→ WHAT IS EXPECTED
The entries shown here must be retyped in full, with no pictures included.

→ STORED DATA
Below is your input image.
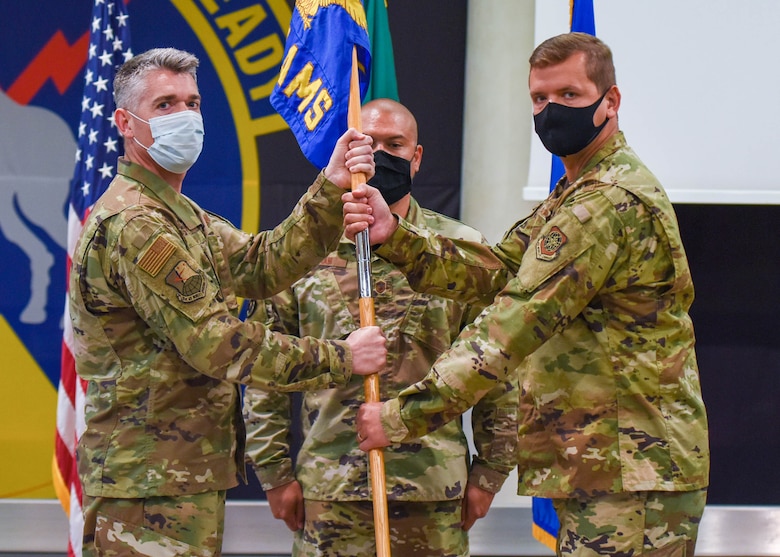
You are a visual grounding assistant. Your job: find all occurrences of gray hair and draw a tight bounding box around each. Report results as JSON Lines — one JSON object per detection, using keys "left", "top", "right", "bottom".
{"left": 114, "top": 48, "right": 199, "bottom": 111}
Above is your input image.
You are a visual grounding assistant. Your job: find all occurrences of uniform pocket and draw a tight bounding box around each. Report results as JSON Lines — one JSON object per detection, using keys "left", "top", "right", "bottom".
{"left": 94, "top": 512, "right": 215, "bottom": 556}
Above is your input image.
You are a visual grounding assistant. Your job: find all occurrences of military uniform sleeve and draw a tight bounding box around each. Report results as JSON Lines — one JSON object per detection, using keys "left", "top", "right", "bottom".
{"left": 468, "top": 375, "right": 518, "bottom": 493}
{"left": 210, "top": 173, "right": 346, "bottom": 300}
{"left": 114, "top": 212, "right": 352, "bottom": 391}
{"left": 374, "top": 217, "right": 511, "bottom": 306}
{"left": 243, "top": 292, "right": 300, "bottom": 489}
{"left": 244, "top": 387, "right": 296, "bottom": 490}
{"left": 380, "top": 191, "right": 625, "bottom": 442}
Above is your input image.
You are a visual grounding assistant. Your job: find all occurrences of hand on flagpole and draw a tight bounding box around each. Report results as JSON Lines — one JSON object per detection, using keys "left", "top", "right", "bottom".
{"left": 324, "top": 128, "right": 375, "bottom": 190}
{"left": 342, "top": 183, "right": 398, "bottom": 243}
{"left": 356, "top": 401, "right": 391, "bottom": 450}
{"left": 346, "top": 326, "right": 387, "bottom": 375}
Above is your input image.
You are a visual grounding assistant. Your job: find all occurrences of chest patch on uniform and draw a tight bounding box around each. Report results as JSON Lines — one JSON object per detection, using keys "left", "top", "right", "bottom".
{"left": 137, "top": 236, "right": 176, "bottom": 277}
{"left": 165, "top": 260, "right": 206, "bottom": 302}
{"left": 536, "top": 226, "right": 568, "bottom": 261}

→ SOLVED EXERCISE
Below is your input image.
You are a visual grounding assistant. Your job: find all occurrences of gray hair and draw a tight bounding box around each. Report results as JSON Lines — one JSON object per detection, using keys "left", "top", "right", "bottom".
{"left": 114, "top": 48, "right": 199, "bottom": 111}
Above is your input image.
You are a visual grounding assistant. Your job: find all occurrences of uniform pocket and draw a tight bounding box around each. Report results as JSON Lines — one JSON object per detection, using keys "left", "top", "right", "bottom".
{"left": 94, "top": 512, "right": 215, "bottom": 556}
Above is your input image.
You are a visual grounding assistant. Your job: find all occurrences of military uniform sleeve and draw a tight bounding box around each. Report results as JSON Lines — one JSON object per detection, using keys "left", "top", "right", "bottom".
{"left": 468, "top": 375, "right": 518, "bottom": 493}
{"left": 210, "top": 173, "right": 346, "bottom": 300}
{"left": 114, "top": 212, "right": 352, "bottom": 391}
{"left": 374, "top": 217, "right": 511, "bottom": 306}
{"left": 243, "top": 292, "right": 300, "bottom": 489}
{"left": 244, "top": 387, "right": 296, "bottom": 490}
{"left": 380, "top": 191, "right": 625, "bottom": 442}
Above is your input image.
You are a visual grounding assistant. Your job: find all occurrences of hand on flagpole and draw a tight bounding box around each. Report results as JSON Lines — one JSON object per detection, using keys "left", "top", "right", "bottom".
{"left": 324, "top": 128, "right": 375, "bottom": 190}
{"left": 342, "top": 183, "right": 398, "bottom": 243}
{"left": 356, "top": 401, "right": 391, "bottom": 450}
{"left": 346, "top": 326, "right": 387, "bottom": 375}
Above is your input image.
You are a visual grounding assistant. Your job: find all occurrences of chest patch on uniform and draw a tight bounding box around each. Report results as JSON Lines — one JSON object per detection, using keys "left", "top", "right", "bottom".
{"left": 137, "top": 236, "right": 176, "bottom": 277}
{"left": 165, "top": 260, "right": 206, "bottom": 302}
{"left": 536, "top": 226, "right": 568, "bottom": 261}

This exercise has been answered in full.